Pointing and labeling entries:
---*---
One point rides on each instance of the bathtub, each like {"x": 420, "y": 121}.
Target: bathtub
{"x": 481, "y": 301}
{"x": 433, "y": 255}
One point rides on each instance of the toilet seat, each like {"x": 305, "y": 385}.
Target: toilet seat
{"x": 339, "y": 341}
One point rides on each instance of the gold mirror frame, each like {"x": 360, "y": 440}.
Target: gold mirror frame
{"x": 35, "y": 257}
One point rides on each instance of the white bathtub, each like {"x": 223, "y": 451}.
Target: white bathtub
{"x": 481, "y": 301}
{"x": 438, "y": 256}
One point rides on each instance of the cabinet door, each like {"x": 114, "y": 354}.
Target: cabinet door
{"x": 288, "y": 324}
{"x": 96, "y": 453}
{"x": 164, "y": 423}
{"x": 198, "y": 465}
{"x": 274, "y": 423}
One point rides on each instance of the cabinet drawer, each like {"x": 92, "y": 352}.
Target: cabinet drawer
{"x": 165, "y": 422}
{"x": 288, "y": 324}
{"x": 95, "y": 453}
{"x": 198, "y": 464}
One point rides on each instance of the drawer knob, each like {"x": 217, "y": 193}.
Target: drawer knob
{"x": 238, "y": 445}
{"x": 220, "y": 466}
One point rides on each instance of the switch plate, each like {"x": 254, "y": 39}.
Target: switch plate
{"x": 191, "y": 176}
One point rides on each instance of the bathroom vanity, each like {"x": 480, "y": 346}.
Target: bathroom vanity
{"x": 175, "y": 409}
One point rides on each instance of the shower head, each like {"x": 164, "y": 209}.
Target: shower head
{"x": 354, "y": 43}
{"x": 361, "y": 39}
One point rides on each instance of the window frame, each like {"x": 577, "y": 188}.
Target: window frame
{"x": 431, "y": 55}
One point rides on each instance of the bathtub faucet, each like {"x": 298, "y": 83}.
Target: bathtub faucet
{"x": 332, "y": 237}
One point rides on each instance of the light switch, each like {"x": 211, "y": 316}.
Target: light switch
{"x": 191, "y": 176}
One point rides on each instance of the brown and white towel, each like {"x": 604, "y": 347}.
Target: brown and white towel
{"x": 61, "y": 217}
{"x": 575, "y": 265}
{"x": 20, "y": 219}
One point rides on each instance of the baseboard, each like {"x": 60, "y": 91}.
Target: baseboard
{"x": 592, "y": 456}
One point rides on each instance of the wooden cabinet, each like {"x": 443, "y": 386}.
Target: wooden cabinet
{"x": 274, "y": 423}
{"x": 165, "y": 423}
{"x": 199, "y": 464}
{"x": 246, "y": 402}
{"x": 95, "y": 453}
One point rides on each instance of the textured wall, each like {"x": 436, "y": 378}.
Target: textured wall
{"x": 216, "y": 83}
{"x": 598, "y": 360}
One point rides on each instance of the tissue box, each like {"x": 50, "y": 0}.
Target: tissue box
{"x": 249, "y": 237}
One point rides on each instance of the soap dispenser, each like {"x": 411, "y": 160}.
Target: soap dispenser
---*---
Write the data out again in full and exactly.

One point rides on each instance of the bathtub, each like {"x": 420, "y": 121}.
Target: bathtub
{"x": 481, "y": 301}
{"x": 433, "y": 255}
One point rides on each instance of the toilet seat, each like {"x": 305, "y": 385}.
Target: toilet seat
{"x": 339, "y": 341}
One point rides on each instance of the gold mirror frame, each like {"x": 360, "y": 440}.
Target: gold mirror frame
{"x": 35, "y": 257}
One point rides on each instance of the white bathtub, each like {"x": 223, "y": 451}.
Target: white bathtub
{"x": 481, "y": 301}
{"x": 438, "y": 256}
One point rides on each instance of the cabinet door, each like {"x": 114, "y": 354}.
Target: cabinet door
{"x": 288, "y": 324}
{"x": 96, "y": 453}
{"x": 164, "y": 423}
{"x": 198, "y": 465}
{"x": 274, "y": 423}
One point rides on each instance of the cabinet drawer, each like {"x": 92, "y": 352}.
Target: cabinet drawer
{"x": 165, "y": 422}
{"x": 288, "y": 324}
{"x": 95, "y": 453}
{"x": 198, "y": 464}
One point rides on each instance of the drawer knob, each like {"x": 217, "y": 193}.
Target: drawer knob
{"x": 238, "y": 445}
{"x": 220, "y": 466}
One point rides on each instance of the switch plate, each like {"x": 254, "y": 39}.
Target: switch plate
{"x": 191, "y": 176}
One point rides on each instance of the bathroom vanity, each like {"x": 480, "y": 346}.
Target: bathroom vanity
{"x": 175, "y": 409}
One point rides on each instance of the shower head, each like {"x": 164, "y": 209}.
Target: shower head
{"x": 354, "y": 43}
{"x": 361, "y": 39}
One point rides on each instance of the window frame, each like {"x": 577, "y": 188}.
Target: window frame
{"x": 431, "y": 55}
One point rides on each instance of the bathtub faucet, each like {"x": 298, "y": 83}.
Target: bathtub faucet
{"x": 332, "y": 237}
One point rides on each instance of the light switch, each like {"x": 211, "y": 316}.
Target: light switch
{"x": 191, "y": 176}
One point rides on each instance of the brown and white towel, each like {"x": 604, "y": 347}.
Target: brown and white towel
{"x": 61, "y": 217}
{"x": 575, "y": 265}
{"x": 20, "y": 219}
One point rides on each instance of the baseboard, each like {"x": 60, "y": 91}.
Target: baseboard
{"x": 592, "y": 456}
One point rides on each instance of the wooden cabinet, each like {"x": 443, "y": 386}.
Target: wooden cabinet
{"x": 274, "y": 423}
{"x": 165, "y": 423}
{"x": 199, "y": 464}
{"x": 246, "y": 402}
{"x": 95, "y": 453}
One point rides on each instance of the textured wall, each like {"x": 436, "y": 378}.
Target: textured wall
{"x": 216, "y": 83}
{"x": 598, "y": 360}
One point rides on each instance of the tissue box, each like {"x": 50, "y": 0}.
Target: tissue box
{"x": 249, "y": 237}
One point rides on each instance of the soap dispenser, each like {"x": 411, "y": 160}.
Target: soap dispenser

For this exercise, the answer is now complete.